REQUIREMENT
Carry on the letter about scientific method and the problem of justification, picking up right after its final sentence.

(From elsewhere) (scientific method) (rule of law) Peter, Thanks again. (I am ex

(From elsewhere) (scientific method) (rule of law)

Peter,

Thanks again. (I am extremely appreciative of your attention. I wish I could reduce my work to pithy one liners but I can’t.)

Getting a couple of things out of the way: (a) Yes, My point was Hoppe was just a door for me because his arguments were analytic. Other have argued that it’s all in Kuehnelt-Leddihn – which is purely narrative. (b) I don’t believe Brouwer, Hibert, Goedel, Cantor, Russell, Mises, (or even Keynes – at least in his work on probability) understood that they were all dealing with the problem of justification. It’s clear that Poincaré couldn’t solve it. I am pretty sure that only Popper understood it. And that only Bridgman understood why – but he could not generalize it. Hayek certainly sensed it and reached into every possible discipline but couldn’t solve it except perhaps in law. But all of them sensed that something was not quite right – that science had evolved into pseudoscience: or what we today are calling ‘mathiness’. And what physicists claim is an over reliance on models and an under-reliance on increasingly expensive experimentation.

(c) As to my reaction to Firestien, my reaction is the same as you suggested above: I go to the original authors: Hume on induction, and Popper on Critical Rationalism (even in its flawed cosmopolitan, rationalist and imprecise form), and Bridgman on his acknowledgement that we should have discovered relativity many generations earlier.

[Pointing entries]

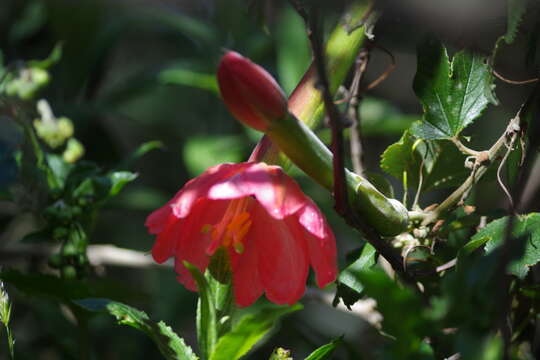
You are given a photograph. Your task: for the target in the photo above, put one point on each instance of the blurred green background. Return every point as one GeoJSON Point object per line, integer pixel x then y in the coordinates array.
{"type": "Point", "coordinates": [137, 71]}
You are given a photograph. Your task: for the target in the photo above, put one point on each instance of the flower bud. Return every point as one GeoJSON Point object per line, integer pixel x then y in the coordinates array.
{"type": "Point", "coordinates": [250, 93]}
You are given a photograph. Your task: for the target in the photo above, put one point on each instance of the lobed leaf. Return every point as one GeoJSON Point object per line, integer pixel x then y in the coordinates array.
{"type": "Point", "coordinates": [526, 228]}
{"type": "Point", "coordinates": [441, 162]}
{"type": "Point", "coordinates": [453, 93]}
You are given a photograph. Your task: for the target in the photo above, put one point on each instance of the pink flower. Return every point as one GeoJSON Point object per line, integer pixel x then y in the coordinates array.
{"type": "Point", "coordinates": [250, 93]}
{"type": "Point", "coordinates": [270, 229]}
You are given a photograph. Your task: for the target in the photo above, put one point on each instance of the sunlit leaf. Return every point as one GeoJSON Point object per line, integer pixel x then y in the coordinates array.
{"type": "Point", "coordinates": [293, 52]}
{"type": "Point", "coordinates": [170, 345]}
{"type": "Point", "coordinates": [206, 313]}
{"type": "Point", "coordinates": [453, 93]}
{"type": "Point", "coordinates": [526, 229]}
{"type": "Point", "coordinates": [441, 162]}
{"type": "Point", "coordinates": [325, 351]}
{"type": "Point", "coordinates": [204, 151]}
{"type": "Point", "coordinates": [249, 331]}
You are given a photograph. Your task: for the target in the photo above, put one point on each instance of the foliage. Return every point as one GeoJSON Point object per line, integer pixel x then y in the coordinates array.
{"type": "Point", "coordinates": [91, 141]}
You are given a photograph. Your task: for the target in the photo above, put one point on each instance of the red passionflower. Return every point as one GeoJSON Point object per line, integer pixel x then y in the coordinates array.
{"type": "Point", "coordinates": [270, 229]}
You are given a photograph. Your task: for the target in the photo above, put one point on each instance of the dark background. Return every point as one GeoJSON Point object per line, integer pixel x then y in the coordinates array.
{"type": "Point", "coordinates": [136, 71]}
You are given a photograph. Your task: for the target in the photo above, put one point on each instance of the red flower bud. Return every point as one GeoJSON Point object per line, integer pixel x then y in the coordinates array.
{"type": "Point", "coordinates": [250, 93]}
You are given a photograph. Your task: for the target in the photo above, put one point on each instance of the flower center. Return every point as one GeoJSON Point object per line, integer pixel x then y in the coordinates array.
{"type": "Point", "coordinates": [232, 228]}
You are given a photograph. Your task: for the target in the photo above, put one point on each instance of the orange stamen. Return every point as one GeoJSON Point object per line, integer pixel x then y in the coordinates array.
{"type": "Point", "coordinates": [233, 227]}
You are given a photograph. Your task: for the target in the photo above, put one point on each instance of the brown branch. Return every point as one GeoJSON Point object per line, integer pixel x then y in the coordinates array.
{"type": "Point", "coordinates": [336, 120]}
{"type": "Point", "coordinates": [337, 125]}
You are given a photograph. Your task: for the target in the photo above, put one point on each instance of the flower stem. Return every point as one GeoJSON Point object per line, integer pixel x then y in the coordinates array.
{"type": "Point", "coordinates": [303, 147]}
{"type": "Point", "coordinates": [306, 101]}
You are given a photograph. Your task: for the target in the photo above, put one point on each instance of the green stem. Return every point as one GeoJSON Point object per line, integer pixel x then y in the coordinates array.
{"type": "Point", "coordinates": [303, 147]}
{"type": "Point", "coordinates": [306, 100]}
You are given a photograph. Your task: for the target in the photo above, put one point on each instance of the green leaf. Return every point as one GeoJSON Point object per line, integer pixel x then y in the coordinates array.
{"type": "Point", "coordinates": [349, 286]}
{"type": "Point", "coordinates": [441, 162]}
{"type": "Point", "coordinates": [325, 351]}
{"type": "Point", "coordinates": [33, 17]}
{"type": "Point", "coordinates": [249, 331]}
{"type": "Point", "coordinates": [53, 58]}
{"type": "Point", "coordinates": [408, 327]}
{"type": "Point", "coordinates": [182, 76]}
{"type": "Point", "coordinates": [168, 342]}
{"type": "Point", "coordinates": [142, 150]}
{"type": "Point", "coordinates": [526, 228]}
{"type": "Point", "coordinates": [119, 179]}
{"type": "Point", "coordinates": [380, 117]}
{"type": "Point", "coordinates": [206, 313]}
{"type": "Point", "coordinates": [515, 9]}
{"type": "Point", "coordinates": [453, 94]}
{"type": "Point", "coordinates": [204, 151]}
{"type": "Point", "coordinates": [65, 290]}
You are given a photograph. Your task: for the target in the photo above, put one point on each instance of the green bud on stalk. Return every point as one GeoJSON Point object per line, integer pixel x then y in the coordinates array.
{"type": "Point", "coordinates": [256, 100]}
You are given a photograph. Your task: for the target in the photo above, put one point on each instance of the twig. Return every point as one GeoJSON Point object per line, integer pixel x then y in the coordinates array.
{"type": "Point", "coordinates": [478, 172]}
{"type": "Point", "coordinates": [336, 120]}
{"type": "Point", "coordinates": [388, 70]}
{"type": "Point", "coordinates": [447, 265]}
{"type": "Point", "coordinates": [464, 149]}
{"type": "Point", "coordinates": [337, 124]}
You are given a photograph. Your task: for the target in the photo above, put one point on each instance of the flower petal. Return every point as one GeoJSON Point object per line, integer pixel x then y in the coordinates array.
{"type": "Point", "coordinates": [165, 244]}
{"type": "Point", "coordinates": [158, 220]}
{"type": "Point", "coordinates": [192, 241]}
{"type": "Point", "coordinates": [198, 187]}
{"type": "Point", "coordinates": [282, 258]}
{"type": "Point", "coordinates": [321, 243]}
{"type": "Point", "coordinates": [278, 193]}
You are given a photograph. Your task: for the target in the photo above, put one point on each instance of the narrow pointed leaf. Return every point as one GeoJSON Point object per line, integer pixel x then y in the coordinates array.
{"type": "Point", "coordinates": [206, 313]}
{"type": "Point", "coordinates": [325, 351]}
{"type": "Point", "coordinates": [249, 331]}
{"type": "Point", "coordinates": [171, 346]}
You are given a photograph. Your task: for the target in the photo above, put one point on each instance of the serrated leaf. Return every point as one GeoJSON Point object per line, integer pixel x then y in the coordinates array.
{"type": "Point", "coordinates": [409, 327]}
{"type": "Point", "coordinates": [206, 313]}
{"type": "Point", "coordinates": [350, 288]}
{"type": "Point", "coordinates": [453, 94]}
{"type": "Point", "coordinates": [380, 117]}
{"type": "Point", "coordinates": [515, 11]}
{"type": "Point", "coordinates": [249, 331]}
{"type": "Point", "coordinates": [526, 228]}
{"type": "Point", "coordinates": [325, 351]}
{"type": "Point", "coordinates": [441, 162]}
{"type": "Point", "coordinates": [169, 343]}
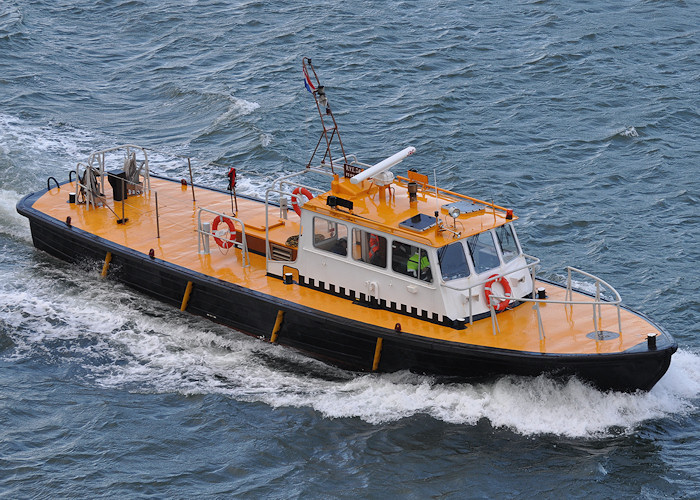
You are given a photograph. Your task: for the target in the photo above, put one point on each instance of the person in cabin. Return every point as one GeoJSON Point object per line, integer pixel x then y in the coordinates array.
{"type": "Point", "coordinates": [419, 266]}
{"type": "Point", "coordinates": [375, 255]}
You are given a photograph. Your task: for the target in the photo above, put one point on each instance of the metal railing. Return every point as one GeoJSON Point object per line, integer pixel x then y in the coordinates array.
{"type": "Point", "coordinates": [596, 304]}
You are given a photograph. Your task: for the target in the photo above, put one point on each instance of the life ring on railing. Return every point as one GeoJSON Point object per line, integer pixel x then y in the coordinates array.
{"type": "Point", "coordinates": [227, 241]}
{"type": "Point", "coordinates": [295, 198]}
{"type": "Point", "coordinates": [507, 291]}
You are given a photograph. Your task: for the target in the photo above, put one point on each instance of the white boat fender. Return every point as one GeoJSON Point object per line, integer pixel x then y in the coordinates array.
{"type": "Point", "coordinates": [296, 196]}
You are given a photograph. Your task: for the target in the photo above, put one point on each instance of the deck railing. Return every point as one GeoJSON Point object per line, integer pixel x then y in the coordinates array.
{"type": "Point", "coordinates": [204, 231]}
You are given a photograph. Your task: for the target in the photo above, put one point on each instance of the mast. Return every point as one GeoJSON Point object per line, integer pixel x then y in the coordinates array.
{"type": "Point", "coordinates": [330, 126]}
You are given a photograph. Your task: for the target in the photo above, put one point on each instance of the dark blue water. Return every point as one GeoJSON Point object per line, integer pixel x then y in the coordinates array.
{"type": "Point", "coordinates": [583, 117]}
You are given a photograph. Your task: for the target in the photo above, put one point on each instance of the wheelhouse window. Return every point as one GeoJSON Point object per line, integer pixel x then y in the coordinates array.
{"type": "Point", "coordinates": [330, 236]}
{"type": "Point", "coordinates": [483, 252]}
{"type": "Point", "coordinates": [453, 262]}
{"type": "Point", "coordinates": [411, 261]}
{"type": "Point", "coordinates": [369, 247]}
{"type": "Point", "coordinates": [509, 245]}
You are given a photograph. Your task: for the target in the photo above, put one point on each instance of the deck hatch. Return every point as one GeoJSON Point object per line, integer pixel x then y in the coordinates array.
{"type": "Point", "coordinates": [418, 223]}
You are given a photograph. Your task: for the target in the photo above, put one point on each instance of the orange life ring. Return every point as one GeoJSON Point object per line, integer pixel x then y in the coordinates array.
{"type": "Point", "coordinates": [228, 241]}
{"type": "Point", "coordinates": [501, 306]}
{"type": "Point", "coordinates": [295, 198]}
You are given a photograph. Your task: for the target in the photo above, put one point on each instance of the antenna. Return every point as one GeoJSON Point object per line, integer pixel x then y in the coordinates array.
{"type": "Point", "coordinates": [329, 132]}
{"type": "Point", "coordinates": [383, 165]}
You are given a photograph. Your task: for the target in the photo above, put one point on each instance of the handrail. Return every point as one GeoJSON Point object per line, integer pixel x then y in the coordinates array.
{"type": "Point", "coordinates": [243, 245]}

FINAL RESULT
So, of course I agree with “Ignorance”. But then, lets look at the difference between the goals of the research scientist and a teacher of science and the goals of the author of a constitution and the judges who must interpret the a law under the rule of law, such that he preserves logical decidability and therefore need not add his own subjective content in order to preserve rule of law. In other words: rather than the investigator lets look at the rules of constructing an institution that preserves liberty.

So we start with: ‘meaning’ which assists in free association (theorizing), and ‘constructions’ which constitute proofs (the act of deciding), are very different things.

Law must be strictly constructed if it is to be free of subjective content. This is the virtue of property rights as a positive expression of the single requirement for rational cooperation: the requirement that actions that affect others be productive, not parasitic.

The rule of law should consist in a series of negatives, strictly constructed in response to innovations in parasitism which violate the rational incentive to cooperate.

I am not concerned with free association – that’s a scientists concern. I do not think there is any magic to the now rather obvious fact that ‘what works’ (recipes) and ‘general rules’ (theories) are two different things – the former lets us act, the latter helps us with freely associating. But the only truths we know – meaning the only informationally complete statements – are negatives: what we know that fails. At this point it’s fairly obvious. (IN fact I have argued that there is only one rather expensive question that we need to answer in the practice of science: whether the least-cost means that we pursue confirms or falsifies Popper’s theory of Critical Preference. (I think there is a good argument to be made that we already perform the optimum means of investigation: cost based.)

HOW DOES LAW EFFECT THE STUDY OF ECONOMICS?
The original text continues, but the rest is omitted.